◆ REQUIREMENT: Reproduce the listing from the line with "request = locate the toilet" up to and including the line with "top-left (124, 227), bottom-right (160, 259)", requests included, and shift every coordinate in the answers by -134 without changing the requests or their format samples. Give only those lines.

◆ DATASET EXCERPTS:
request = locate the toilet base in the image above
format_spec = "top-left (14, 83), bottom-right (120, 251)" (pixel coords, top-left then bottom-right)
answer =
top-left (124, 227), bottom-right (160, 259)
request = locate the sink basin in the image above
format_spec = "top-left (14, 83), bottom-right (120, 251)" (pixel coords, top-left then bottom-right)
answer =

* * *

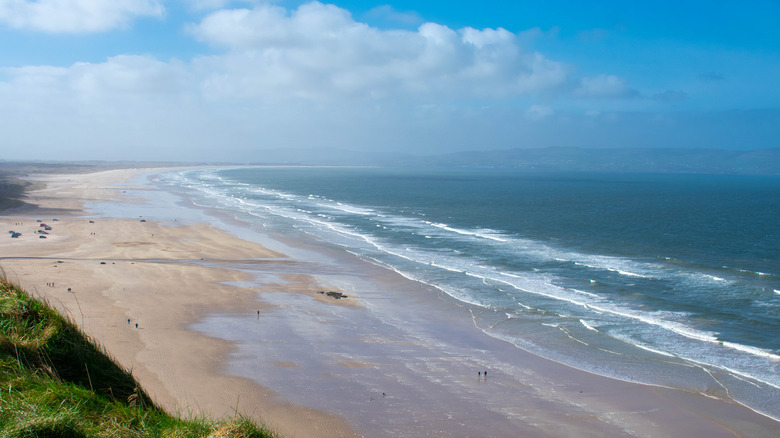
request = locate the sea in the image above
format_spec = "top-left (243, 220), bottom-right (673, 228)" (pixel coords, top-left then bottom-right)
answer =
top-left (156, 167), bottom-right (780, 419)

◆ ANSWER:
request = locate the toilet base in the image above
format_spec = "top-left (14, 83), bottom-right (120, 251)" (pixel coords, top-left then bottom-right)
answer =
top-left (-10, 93), bottom-right (26, 125)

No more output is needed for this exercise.